═════ Trecho apresentado

Todo novembro chega para mim com um frio na barriga. Isso, desde o começo dos anos 90, quando resolvi botar a cara a tapa e trazer para o País, recém-redemocratizado, um festival de cinema gay e lésbico.
Na época, nem havia GLS, a comunidade trans e travesti não estava representada nas siglas, nem as paradas do orgulho LGBT haviam começado a ganhar visibilidade nas ruas do País. Mas, apesar dos recuos políticos recentes, muita coisa mudou de lá pra cá. Foram necessários 10 anos para chegarem os primeiros patrocinadores, mas os que vieram ficaram. Se, no começo, era necessário pedir a amigos, gays e héteros, para fazerem vídeos caseiros que nos representassem, hoje o Brasil é um dos maiores produtores de conteúdo audiovisual LGBT+ do mundo. Essa cinematografia é reconhecida, internacionalmente, nos principais festivais.
E, mesmo com os ataques às minorias e fim do apoio à cultura, nunca foram produzidos tantos filmes e espetáculos sobre a diversidade sexual, tantos livros escritos por autores e autoras do gênero, nem tantos talentos de pessoas trans, travestis e não binárias reconhecidos na música.
Os últimos tempos não têm sido nada fáceis. Por isso, em 2018 e 2019, usamos como temas do Festival ‘(R) Existo’ e ‘Persistir’, indicando que a resistência necessária para barrar os atrasos ainda estão aí presentes com essa loucura preconceituosa que vem acontecendo especialmente no Brasil e nos Estados Unidos. Em 2020, ano que ainda por cima está sendo marcado pela pandemia e pelas lutas contra o racismo, buscamos uma mensagem de força e para lembrar que tudo que está acontecendo um dia vai passar e que sairemos mais fortes.

══════════
═════ Entradas extraídas

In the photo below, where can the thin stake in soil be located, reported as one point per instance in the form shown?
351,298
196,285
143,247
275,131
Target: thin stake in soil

══════════

_O que se espera_
Dê continuidade ao texto sobre o festival de cinema gay e lésbico, começando logo depois da última frase apresentada.

_Resultado da tarefa_
Encontramos essa potência na imagem da figa, um símbolo-gesto europeu apropriado pelas religiões brasileiras de matriz africana e que traz sorte e proteção.
Nesta quarta (11/11), assim como há 28 anos, começa mais um MixBrasil, aquele momento no calendário para estarmos juntos e celebrar nossas conquistas – pelo menos no que se refere à visibilidade, direitos e produção cultural LGBTQIA+. Este ano, por conta da pandemia, vamos estar unidos on-line, com a vantagem de podermos estar em qualquer lugar do Planeta. Nos vemos no mixbrasil.org.br
Figa para todes!
André Fischer é jornalista, criador do Festival Mix Brasil, cuja 28ª edição começa nesta quarta (11/11), com 101 filmes de 24 países, seis espetáculos teatrais, literatura, laboratório audiovisual, mesas-redondas e show do Gongo com Marisa Orth. Atualmente é Diretor Centro Cultural da Diversidade na Secretaria Municipal de Cultura de São Paulo e sócio da Tecidas 360, consultoria dedicada ao tema. É também autor e tradutor de livros.